§ **Excerpt to read**:
Everyone has their own particular story about their life and hard times. Growing up I never did quite fit in with very many people. I was picked on a lot. When I reached high school I did make friends but I was never friends with anyone at my school. I was in 9th grade and all of my friends were graduated and much older than me.
During my high school years I was introduced to what I guess you could say my lifestyle is. Yes, I am a lesbian. I’ve never been with a man and if there’s one thing I’m actually sure of in my life it’s that.
It seemed like during those years I always wanted so badly to "fit in." But no matter how hard I tried I just never did. There were some cases where I did make new friends and a door would open to be social but I found myself feeling uncomfortable and just feeling like they don’t like me or something.
Everything really went crazy after I graduated. To make a long story short I moved out two days after graduation, moved down south to my moms, went to CNA School, moved back after I finished, and never even used the certification.
I signed up for the navy and was in the delayed entry program for a few months then cancelled my contract and didn’t join. A few weeks later I started the police academy, a month and a half in to it I tried to overdose on medication with the intention to end my life. I was hospitalized and my mother had come to get me and take me home with her.
It’s been a couple months since then and this is where I stand. So many things are changing in me I can’t make sense of anything. I was diagnosed with ADD about 5 months ago. I picked up a notebook about a month ago and started doodling and before I knew it I had a life like drawing of my brother on paper.
My mind is constantly knowledge hungry. I can’t sit down and read a novel but I can sit down and read about astrology or art any day. When I close my eyes, I see blue and purple waves of light and I see these eyes looking at me. In my dreams I go places I’ve never seen before. I am NEVER surprised. I get these gut feelings in my stomach about things. I always know what’s going to happen before it does - just with those gut feelings.
I always know when people are lying to me. I also know how people are feeling whether they say it or realize it themselves. I can’t make sense of any of this. I don’t understand why I know the things I do and why I understand people so much or can read them. My whole life I’ve spent all this time finding myself, helping others, and trying to "save" everyone.
For once I’m trying to help myself. I’ve learned more about me in the past couple months than I have my whole life. I feel like I have this purpose in life and I’m so close I can almost reach figuring out just what it is. It drives me crazy. I feel different from other people. I feel like I’m missing something. I’m at a point now where I’m so lost and confused. I don’t know what to do with all of these changes I’m going through and things I see and hear. I don’t know anything about any of this Indigo stuff because I’ve never known anything about religion or spirituality. I don’t know what career path to take. I guess you could say this is my cry for help.

§ **Record excerpts**:
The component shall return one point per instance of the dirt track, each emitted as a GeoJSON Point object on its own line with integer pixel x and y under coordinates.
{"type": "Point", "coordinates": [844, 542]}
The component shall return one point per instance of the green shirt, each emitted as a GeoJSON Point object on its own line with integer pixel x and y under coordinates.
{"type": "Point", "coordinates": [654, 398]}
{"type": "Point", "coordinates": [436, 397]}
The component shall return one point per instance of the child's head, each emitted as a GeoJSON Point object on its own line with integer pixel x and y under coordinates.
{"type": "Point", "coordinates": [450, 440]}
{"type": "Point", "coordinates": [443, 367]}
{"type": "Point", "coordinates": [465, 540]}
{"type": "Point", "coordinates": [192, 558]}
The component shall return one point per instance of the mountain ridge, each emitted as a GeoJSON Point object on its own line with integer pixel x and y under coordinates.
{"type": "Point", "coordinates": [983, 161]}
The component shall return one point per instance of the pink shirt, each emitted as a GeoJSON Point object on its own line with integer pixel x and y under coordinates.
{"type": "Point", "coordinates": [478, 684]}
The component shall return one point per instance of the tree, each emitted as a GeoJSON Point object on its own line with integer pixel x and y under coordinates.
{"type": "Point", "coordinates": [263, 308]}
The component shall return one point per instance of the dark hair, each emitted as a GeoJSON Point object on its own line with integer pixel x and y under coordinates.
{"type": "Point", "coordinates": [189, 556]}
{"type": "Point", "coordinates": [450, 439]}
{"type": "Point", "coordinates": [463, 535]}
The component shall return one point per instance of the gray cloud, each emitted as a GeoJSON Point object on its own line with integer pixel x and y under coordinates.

§ **Actions to take**:
(a) List each program or path of training or service that the personal account says the narrator started after high school graduation.
(b) Translate this sentence from the personal account into Spanish: "I’ve learned more about me in the past couple months than I have my whole life."
(c) Print the passage of the personal account from "I signed up" up to and including "home with her.".

§ **Answers given**:
(a) CNA School, the Navy's delayed entry program, and the police academy.

(b) He aprendido más sobre mí en el último par de meses que en toda mi vida.

(c)
I signed up for the navy and was in the delayed entry program for a few months then cancelled my contract and didn’t join. A few weeks later I started the police academy, a month and a half in to it I tried to overdose on medication with the intention to end my life. I was hospitalized and my mother had come to get me and take me home with her.